* **MATERIAL SUPPLIED**:
═══

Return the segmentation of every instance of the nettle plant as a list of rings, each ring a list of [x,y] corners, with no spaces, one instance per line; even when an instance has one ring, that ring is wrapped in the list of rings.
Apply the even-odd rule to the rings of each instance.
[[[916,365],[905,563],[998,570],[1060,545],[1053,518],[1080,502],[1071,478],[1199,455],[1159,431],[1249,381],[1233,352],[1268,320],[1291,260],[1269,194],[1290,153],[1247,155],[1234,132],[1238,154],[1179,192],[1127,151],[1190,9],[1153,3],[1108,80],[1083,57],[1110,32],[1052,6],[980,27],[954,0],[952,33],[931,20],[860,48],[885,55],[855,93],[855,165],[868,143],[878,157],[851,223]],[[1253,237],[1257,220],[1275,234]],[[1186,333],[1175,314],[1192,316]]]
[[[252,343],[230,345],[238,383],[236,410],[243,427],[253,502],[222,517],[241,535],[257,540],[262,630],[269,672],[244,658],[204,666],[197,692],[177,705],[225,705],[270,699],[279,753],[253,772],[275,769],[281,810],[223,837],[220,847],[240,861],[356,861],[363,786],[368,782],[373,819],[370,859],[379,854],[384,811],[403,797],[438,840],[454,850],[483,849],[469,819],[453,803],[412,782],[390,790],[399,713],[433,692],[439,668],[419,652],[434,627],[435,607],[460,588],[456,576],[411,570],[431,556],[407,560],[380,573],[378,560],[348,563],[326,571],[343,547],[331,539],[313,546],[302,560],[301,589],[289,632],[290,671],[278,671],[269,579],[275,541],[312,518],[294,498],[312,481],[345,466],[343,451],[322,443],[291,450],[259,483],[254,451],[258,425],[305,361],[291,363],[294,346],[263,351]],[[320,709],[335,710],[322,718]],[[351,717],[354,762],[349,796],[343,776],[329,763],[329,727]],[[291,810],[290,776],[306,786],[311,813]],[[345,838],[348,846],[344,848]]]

═══

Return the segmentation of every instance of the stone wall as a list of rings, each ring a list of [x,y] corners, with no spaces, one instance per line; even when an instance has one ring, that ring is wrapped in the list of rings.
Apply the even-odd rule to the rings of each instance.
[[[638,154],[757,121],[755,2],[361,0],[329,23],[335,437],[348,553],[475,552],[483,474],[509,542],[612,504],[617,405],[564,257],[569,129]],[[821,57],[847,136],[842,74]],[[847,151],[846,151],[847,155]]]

═══

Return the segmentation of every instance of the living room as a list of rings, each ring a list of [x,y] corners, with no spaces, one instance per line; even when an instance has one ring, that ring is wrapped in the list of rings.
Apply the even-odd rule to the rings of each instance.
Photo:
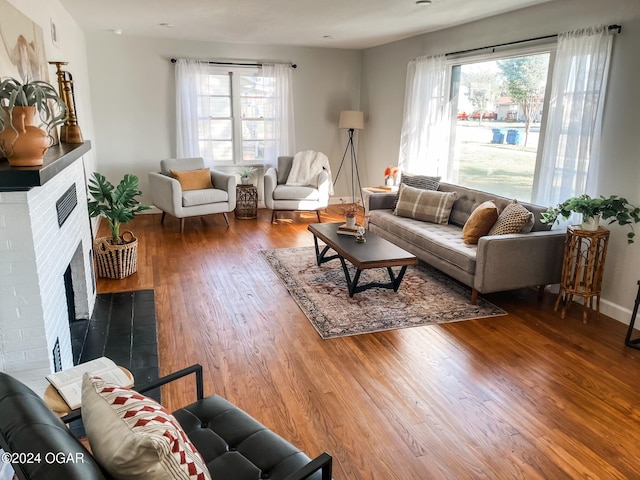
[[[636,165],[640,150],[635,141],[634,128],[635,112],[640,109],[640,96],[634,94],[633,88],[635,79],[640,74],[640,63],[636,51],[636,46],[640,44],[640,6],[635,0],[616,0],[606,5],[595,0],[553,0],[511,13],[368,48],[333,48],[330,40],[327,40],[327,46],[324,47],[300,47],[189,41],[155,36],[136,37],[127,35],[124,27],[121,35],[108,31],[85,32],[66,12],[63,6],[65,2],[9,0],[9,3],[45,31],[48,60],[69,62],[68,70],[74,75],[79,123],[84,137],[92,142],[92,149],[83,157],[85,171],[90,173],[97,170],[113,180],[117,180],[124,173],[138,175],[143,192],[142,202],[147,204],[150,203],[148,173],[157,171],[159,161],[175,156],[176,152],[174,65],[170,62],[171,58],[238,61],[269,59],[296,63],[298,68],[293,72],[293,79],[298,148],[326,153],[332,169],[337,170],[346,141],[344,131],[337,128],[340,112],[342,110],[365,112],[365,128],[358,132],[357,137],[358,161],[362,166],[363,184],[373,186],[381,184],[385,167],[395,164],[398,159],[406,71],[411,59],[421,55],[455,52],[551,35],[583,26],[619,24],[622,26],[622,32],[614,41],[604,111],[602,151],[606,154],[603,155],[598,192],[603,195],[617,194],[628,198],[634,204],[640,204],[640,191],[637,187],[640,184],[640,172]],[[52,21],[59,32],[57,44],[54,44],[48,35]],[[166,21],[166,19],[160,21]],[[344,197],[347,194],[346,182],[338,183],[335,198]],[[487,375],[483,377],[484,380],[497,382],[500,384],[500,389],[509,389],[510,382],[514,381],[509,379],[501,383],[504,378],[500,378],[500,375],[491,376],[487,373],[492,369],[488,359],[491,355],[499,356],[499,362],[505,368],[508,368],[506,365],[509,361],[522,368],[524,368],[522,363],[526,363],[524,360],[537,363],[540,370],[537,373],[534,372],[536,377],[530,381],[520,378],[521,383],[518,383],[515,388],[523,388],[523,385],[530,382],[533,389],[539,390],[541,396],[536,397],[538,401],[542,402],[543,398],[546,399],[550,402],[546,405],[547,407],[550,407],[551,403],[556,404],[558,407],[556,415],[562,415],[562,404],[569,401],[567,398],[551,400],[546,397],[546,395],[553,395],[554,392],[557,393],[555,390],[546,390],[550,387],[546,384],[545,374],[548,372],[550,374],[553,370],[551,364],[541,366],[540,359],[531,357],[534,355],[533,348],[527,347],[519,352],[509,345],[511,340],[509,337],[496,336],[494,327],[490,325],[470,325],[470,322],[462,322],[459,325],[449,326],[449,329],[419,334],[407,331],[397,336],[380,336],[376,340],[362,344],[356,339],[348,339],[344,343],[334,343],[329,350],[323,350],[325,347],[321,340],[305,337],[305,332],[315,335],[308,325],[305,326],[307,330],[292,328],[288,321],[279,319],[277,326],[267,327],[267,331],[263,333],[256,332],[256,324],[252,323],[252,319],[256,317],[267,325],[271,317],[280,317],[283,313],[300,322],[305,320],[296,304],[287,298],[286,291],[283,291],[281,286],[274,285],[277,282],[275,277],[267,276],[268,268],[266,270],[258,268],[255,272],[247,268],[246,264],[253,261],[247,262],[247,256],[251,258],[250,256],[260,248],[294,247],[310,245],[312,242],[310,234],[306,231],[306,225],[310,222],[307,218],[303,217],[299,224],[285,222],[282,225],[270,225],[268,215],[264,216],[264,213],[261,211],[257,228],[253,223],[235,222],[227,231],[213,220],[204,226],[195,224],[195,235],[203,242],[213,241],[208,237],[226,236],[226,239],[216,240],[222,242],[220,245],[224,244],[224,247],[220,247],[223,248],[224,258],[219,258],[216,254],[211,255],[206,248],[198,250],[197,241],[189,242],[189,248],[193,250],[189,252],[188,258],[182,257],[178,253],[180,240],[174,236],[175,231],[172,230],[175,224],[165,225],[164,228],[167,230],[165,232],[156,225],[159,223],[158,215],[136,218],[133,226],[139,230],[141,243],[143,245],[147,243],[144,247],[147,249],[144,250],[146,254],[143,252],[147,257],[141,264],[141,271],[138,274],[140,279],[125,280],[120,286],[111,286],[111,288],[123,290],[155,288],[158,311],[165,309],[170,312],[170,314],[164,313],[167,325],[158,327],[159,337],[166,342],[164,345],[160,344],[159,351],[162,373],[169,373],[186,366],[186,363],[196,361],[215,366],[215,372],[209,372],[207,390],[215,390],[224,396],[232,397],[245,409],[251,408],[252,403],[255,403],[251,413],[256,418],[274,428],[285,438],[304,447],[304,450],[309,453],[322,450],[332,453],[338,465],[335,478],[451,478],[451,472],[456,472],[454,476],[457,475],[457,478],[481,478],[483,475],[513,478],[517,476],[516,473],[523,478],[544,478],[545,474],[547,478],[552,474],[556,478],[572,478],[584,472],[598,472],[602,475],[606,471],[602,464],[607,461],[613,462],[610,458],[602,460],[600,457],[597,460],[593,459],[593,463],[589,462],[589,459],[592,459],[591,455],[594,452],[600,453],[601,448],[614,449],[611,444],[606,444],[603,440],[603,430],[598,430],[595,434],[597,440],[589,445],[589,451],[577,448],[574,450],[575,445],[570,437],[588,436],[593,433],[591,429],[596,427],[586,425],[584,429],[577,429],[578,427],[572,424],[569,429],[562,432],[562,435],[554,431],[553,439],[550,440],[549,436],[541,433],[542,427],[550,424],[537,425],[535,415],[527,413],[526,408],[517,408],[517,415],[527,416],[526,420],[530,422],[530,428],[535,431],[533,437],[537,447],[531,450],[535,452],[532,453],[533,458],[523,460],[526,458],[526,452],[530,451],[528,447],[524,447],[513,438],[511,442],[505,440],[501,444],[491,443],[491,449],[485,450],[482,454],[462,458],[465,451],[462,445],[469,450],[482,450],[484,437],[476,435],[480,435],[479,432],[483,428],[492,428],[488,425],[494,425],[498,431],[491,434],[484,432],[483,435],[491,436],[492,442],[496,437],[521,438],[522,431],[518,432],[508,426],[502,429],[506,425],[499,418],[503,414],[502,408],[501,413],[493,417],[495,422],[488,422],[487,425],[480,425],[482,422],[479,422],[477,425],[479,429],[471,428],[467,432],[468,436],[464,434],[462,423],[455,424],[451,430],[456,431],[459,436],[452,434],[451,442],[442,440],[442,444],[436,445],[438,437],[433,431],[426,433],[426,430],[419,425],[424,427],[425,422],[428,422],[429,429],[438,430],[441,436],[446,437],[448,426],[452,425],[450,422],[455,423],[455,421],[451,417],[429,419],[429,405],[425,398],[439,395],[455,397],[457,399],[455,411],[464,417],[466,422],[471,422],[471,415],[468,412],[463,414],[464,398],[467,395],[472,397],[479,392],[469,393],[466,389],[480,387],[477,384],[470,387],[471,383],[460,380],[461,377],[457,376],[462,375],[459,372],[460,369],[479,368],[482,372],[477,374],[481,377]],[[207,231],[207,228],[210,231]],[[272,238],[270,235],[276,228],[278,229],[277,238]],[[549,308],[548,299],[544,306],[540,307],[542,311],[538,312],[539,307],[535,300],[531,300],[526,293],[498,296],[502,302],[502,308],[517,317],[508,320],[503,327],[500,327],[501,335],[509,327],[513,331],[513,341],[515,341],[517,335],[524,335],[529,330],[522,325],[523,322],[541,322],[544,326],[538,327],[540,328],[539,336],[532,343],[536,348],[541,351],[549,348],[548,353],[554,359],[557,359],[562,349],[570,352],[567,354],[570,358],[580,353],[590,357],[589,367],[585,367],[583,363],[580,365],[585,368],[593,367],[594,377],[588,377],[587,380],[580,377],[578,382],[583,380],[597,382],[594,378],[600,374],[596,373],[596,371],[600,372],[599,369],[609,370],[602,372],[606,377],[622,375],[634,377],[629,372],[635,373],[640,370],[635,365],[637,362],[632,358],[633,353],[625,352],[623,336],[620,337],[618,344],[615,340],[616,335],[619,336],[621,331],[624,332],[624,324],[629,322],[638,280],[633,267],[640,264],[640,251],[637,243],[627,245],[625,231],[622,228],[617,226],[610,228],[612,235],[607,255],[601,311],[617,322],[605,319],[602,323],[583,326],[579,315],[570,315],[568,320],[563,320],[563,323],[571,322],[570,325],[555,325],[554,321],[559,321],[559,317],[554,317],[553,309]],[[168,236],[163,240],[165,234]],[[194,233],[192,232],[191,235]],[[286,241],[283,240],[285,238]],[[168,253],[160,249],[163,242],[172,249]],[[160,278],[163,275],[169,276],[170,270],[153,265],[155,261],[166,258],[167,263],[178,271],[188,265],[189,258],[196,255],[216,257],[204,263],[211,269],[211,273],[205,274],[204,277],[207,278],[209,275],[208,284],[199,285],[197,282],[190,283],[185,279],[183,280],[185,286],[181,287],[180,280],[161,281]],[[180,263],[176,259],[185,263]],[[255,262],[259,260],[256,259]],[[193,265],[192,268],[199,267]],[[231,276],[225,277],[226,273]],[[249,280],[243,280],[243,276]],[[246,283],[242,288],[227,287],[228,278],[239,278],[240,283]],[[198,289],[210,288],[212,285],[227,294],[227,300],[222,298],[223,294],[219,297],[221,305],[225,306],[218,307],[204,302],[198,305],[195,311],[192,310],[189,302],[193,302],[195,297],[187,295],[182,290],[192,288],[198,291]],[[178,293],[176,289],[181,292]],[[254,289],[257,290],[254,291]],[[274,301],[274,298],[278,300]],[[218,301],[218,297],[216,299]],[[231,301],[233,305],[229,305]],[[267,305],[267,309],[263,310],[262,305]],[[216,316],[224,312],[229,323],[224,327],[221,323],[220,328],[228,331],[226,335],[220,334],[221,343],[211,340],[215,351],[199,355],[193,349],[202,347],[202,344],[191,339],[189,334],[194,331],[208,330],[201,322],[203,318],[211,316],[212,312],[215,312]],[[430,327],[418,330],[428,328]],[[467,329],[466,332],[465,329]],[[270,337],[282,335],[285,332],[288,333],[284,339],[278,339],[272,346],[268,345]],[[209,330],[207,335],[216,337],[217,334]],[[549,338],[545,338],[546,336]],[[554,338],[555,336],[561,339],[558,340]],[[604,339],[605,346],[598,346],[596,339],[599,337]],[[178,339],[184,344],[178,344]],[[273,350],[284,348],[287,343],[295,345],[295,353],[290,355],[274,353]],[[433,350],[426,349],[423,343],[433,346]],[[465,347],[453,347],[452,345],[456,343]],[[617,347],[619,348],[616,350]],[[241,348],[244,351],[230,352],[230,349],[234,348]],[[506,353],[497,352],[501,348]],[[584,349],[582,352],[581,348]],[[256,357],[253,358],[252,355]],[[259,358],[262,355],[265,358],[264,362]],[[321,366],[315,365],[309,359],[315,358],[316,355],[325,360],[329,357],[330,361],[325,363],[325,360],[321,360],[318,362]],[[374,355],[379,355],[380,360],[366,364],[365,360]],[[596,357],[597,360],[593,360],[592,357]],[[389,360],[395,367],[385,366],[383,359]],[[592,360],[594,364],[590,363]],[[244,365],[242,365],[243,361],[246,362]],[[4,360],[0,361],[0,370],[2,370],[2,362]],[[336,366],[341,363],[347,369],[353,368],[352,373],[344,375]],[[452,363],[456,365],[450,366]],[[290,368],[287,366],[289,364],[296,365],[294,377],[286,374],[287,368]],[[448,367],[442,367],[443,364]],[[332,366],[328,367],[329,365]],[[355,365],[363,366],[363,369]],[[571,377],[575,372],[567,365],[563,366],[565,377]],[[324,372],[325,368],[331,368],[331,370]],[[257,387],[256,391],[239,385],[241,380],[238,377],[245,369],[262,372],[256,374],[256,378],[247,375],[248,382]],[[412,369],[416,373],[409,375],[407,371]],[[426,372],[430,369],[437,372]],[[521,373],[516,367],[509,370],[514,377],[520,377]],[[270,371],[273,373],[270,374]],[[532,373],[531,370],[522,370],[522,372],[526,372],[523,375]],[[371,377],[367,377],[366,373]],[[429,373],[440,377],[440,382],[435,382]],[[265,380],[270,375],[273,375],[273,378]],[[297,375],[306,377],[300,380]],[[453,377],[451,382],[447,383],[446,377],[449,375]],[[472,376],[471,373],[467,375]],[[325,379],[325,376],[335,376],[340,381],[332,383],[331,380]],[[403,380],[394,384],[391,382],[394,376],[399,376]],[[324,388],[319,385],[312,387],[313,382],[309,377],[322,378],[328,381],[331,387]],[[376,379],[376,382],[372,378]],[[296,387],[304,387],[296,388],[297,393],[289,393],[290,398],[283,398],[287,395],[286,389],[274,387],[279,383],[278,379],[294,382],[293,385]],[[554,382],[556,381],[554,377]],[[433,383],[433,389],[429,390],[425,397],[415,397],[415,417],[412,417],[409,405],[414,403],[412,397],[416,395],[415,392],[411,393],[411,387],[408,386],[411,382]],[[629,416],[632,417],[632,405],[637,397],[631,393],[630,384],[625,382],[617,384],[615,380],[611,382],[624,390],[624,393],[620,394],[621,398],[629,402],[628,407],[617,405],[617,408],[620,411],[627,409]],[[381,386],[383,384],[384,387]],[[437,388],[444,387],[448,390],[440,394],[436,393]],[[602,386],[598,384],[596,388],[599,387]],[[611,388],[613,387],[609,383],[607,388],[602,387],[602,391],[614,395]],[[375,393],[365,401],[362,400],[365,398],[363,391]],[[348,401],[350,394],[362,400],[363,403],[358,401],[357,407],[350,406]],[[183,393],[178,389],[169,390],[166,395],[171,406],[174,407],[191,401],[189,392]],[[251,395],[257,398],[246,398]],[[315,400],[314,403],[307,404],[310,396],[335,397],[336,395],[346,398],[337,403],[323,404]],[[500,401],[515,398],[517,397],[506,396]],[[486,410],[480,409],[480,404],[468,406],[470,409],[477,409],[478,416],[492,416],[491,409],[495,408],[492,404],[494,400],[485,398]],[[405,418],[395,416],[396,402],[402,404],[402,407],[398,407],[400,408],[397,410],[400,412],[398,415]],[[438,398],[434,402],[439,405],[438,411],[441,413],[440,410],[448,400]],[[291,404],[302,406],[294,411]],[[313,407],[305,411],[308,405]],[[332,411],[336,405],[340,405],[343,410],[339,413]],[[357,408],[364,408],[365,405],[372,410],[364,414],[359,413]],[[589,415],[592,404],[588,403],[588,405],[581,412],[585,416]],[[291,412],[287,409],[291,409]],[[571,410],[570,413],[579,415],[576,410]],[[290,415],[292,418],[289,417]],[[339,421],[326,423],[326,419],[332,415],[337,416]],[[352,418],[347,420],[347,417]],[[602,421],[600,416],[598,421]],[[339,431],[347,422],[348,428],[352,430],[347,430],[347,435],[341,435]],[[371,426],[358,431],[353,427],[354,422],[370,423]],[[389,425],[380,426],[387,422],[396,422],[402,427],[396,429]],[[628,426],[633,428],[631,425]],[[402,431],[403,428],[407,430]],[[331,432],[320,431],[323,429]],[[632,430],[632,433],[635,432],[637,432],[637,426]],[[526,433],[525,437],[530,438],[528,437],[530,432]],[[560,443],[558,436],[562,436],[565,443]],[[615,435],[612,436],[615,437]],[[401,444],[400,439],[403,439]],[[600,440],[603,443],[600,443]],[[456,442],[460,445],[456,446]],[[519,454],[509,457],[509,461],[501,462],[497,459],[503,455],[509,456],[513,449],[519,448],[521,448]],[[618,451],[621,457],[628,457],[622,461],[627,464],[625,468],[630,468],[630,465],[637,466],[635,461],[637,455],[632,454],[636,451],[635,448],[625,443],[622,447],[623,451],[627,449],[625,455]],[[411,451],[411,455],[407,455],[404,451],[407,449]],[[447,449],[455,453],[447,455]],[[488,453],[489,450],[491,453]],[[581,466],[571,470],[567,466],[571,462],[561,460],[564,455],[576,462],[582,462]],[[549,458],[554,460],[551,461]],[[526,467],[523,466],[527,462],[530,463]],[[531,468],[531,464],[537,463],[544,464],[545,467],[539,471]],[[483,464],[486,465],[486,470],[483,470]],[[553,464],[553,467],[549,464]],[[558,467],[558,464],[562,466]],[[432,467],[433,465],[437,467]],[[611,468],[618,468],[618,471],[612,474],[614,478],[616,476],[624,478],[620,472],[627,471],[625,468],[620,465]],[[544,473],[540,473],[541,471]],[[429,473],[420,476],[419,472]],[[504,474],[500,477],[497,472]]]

═══

* **WHAT IS REQUIRED**:
Find each line in the material above that carries the string "corners", and copy it.

* **ANSWER FOR THIS EXERCISE**:
Return the segmentation of every instance of the nettle plant as a list of rings, each ring a list of [x,y] corners, with no spaces, one instance per line; even when an instance has one ring, that ring is wrapped in the list of rings.
Return the segmentation of every instance of the stone wall as a list of rings, each ring a list of [x,y] corners, with no spaces, one instance per line; even when an instance has one ring, that ring is wrapped in the list of rings.
Return the segmentation of every instance of the living room as a list of rings, each ring a list of [x,y] corners, with no spaces, one instance per line; even when an instance has one ring, that ring is wrapped in the list of rings.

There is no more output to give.